- Tarefa proposta
Reproduza a parte do excerto que abre com as palavras "11. Não obstante" e fecha com "este o recebeu.", renomeando "estabelecimento prisional" como "estabelecimento penitenciário".

- Excerto fornecido

◇ ◇ ◇ ◇ ◇ ◇ ◇

3. Sem prescindir, ainda que tal tivesse ocorrido, não provaria a prática de qualquer ilícito criminal por parte do ora Recorrente, na medida em que este é consumidor de produto estupefaciente, como resulta do Acórdão recorrido.
4. Através da inscrição dessa factualidade no ponto 80 da matéria provada, dá-se como assente que o Arguido AA, através de missiva enviada à Arguida BB, gizou um plano para que o ora Recorrente, durante uma visita ao estabelecimento prisional onde se encontrava detido, lhe entregasse produto estupefaciente, todavia, da leitura das cartas remetidas àquela Arguida não resulta qualquer plano, limitando-se o Arguido AA a perguntar pelo ora Recorrente.
5. Sendo certo que a referência ao Recorrente encontra justificação no facto do nome deste se encontrar associado a um contacto telefónico utilizado pela Arguida BB, que se encontrava impedida de contactar com o Arguido AA.
6. Acresce que ainda que estivesse a ser gizado algum plano envolvendo o Arguido AA, a mera existência do mesmo não se reconduz à aceitação do ora Recorrente para participar do mesmo, não existindo prova alguma nos autos de que tal tenha ocorrido.
7. O Tribunal a quo deu como provado, através dos pontos 81 e 82 da factualidade provada, que no dia 26/04/2023, o Arguido EE retirou produto estupefaciente de casa do Arguido DD, entregando-o à Arguida BB, que, seguidamente, o passou ao Recorrente.
8. Atendendo a que nos pontos 78 e 79, a) da factualidade provada, o Tribunal a quo deu como provado que nessa data o Arguido EE entregou directamente o produto estupefaciente que recolheu ao ora Recorrente no dia 26/04/2024, parece resultar que o mesmo Tribunal crê em múltiplas recolhas e entregas directa e indirectamente dirigidas ao Recorrente e pedidas pela Arguida BB, num mesmo dia.
9. A bem da verdade, estamos perante uma séria incongruência na acusação a que o Tribunal a quo aderiu, contrariamente ao que fez a respeito dos artigos 49º e 63º e 64º da acusação – onde estava patente incongruência em tudo semelhante -, que não levou à factualidade provada, como deveria ter feito aqui.
10. Quanto a esta multiplicidade de episódios, não só não é lógico à luz da lógica e da experiência que tal tenha ocorrido, como inexiste qualquer prova nos autos de onde as mesmas se possam retirar.
11. Não obstante tal incongruência, da leitura dos pontos 81 a 83 da factualidade provada, resulta que o Tribunal a quo crê que foi o produto estupefaciente alegadamente entregue pela Arguida BB, que o ora Recorrente inseriu no estabelecimento prisional ..., sem contudo, ter qualquer prova que aponte nesse sentido.
12. O Tribunal a quo não pode dar como provado que o Recorrente introduziu produto estupefaciente no estabelecimento prisional, se sequer consegue identificar a pessoa que lhe terá entregue esse produto e, consequentemente, provar que este o recebeu.

◇ ◇ ◇ ◇ ◇ ◇ ◇

[Dados extraídos de uma coleção]
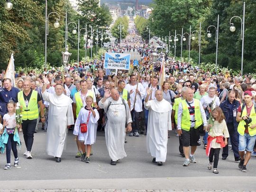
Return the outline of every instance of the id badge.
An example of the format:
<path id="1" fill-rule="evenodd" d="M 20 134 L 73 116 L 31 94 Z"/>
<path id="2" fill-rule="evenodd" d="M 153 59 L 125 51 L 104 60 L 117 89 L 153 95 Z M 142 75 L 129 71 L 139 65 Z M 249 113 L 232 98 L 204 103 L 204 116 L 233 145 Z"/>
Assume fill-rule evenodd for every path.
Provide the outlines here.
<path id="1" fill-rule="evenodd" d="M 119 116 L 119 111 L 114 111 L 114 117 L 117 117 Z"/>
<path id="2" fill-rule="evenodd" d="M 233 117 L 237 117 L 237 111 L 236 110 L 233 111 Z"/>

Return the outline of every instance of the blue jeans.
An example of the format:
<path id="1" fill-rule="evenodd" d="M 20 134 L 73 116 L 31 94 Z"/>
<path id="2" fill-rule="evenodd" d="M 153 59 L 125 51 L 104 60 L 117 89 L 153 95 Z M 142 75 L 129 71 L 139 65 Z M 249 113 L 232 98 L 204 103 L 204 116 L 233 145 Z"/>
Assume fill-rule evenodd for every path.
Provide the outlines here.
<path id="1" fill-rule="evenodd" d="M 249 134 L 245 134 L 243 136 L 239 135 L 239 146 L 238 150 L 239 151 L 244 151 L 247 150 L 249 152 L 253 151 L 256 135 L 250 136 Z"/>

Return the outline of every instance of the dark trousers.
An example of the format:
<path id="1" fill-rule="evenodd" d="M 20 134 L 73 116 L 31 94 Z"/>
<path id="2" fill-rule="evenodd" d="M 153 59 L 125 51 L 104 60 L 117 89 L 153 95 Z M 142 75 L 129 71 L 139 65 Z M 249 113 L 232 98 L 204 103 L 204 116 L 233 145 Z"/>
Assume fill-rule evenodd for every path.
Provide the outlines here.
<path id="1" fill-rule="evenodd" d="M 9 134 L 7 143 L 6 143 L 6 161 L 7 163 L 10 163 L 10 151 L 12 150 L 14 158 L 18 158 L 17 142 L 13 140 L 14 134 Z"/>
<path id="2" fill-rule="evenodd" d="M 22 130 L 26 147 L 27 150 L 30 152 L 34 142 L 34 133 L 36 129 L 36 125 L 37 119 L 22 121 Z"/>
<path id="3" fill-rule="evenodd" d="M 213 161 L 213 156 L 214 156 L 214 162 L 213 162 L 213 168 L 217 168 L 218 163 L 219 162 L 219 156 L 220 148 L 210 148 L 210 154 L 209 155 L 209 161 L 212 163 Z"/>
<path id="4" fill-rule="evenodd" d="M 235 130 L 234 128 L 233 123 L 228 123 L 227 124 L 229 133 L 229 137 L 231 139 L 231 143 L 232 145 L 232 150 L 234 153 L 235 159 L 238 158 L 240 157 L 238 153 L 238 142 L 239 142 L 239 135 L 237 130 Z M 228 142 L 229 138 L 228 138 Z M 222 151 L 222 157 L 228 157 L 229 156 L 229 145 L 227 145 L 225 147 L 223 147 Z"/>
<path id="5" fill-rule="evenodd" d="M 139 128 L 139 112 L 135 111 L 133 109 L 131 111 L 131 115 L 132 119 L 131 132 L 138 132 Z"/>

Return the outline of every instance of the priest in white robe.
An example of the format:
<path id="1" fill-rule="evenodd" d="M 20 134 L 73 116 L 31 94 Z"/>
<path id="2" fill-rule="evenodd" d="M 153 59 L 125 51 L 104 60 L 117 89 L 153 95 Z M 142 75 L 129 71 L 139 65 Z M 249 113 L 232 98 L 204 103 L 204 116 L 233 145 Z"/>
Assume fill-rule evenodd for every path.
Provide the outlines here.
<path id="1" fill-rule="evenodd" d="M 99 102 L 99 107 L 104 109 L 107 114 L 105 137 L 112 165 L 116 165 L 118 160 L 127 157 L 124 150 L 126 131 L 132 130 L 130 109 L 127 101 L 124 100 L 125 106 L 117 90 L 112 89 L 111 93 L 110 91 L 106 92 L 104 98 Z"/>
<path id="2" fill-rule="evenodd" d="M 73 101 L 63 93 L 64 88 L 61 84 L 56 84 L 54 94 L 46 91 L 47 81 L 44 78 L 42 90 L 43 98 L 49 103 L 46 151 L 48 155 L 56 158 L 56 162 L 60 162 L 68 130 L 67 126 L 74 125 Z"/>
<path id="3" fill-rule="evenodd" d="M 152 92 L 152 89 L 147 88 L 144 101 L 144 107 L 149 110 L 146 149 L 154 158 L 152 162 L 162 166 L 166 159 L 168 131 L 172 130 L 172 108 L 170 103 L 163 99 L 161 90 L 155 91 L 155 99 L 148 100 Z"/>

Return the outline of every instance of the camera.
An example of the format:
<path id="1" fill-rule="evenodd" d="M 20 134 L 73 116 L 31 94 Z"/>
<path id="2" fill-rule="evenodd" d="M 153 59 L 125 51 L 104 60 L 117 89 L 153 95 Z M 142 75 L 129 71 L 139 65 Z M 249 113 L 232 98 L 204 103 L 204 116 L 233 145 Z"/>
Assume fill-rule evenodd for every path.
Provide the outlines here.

◇ ◇ ◇ ◇ ◇ ◇ ◇

- Exercício concluído
11. Não obstante tal incongruência, da leitura dos pontos 81 a 83 da factualidade provada, resulta que o Tribunal a quo crê que foi o produto estupefaciente alegadamente entregue pela Arguida BB, que o ora Recorrente inseriu no estabelecimento penitenciário ..., sem contudo, ter qualquer prova que aponte nesse sentido.
12. O Tribunal a quo não pode dar como provado que o Recorrente introduziu produto estupefaciente no estabelecimento penitenciário, se sequer consegue identificar a pessoa que lhe terá entregue esse produto e, consequentemente, provar que este o recebeu.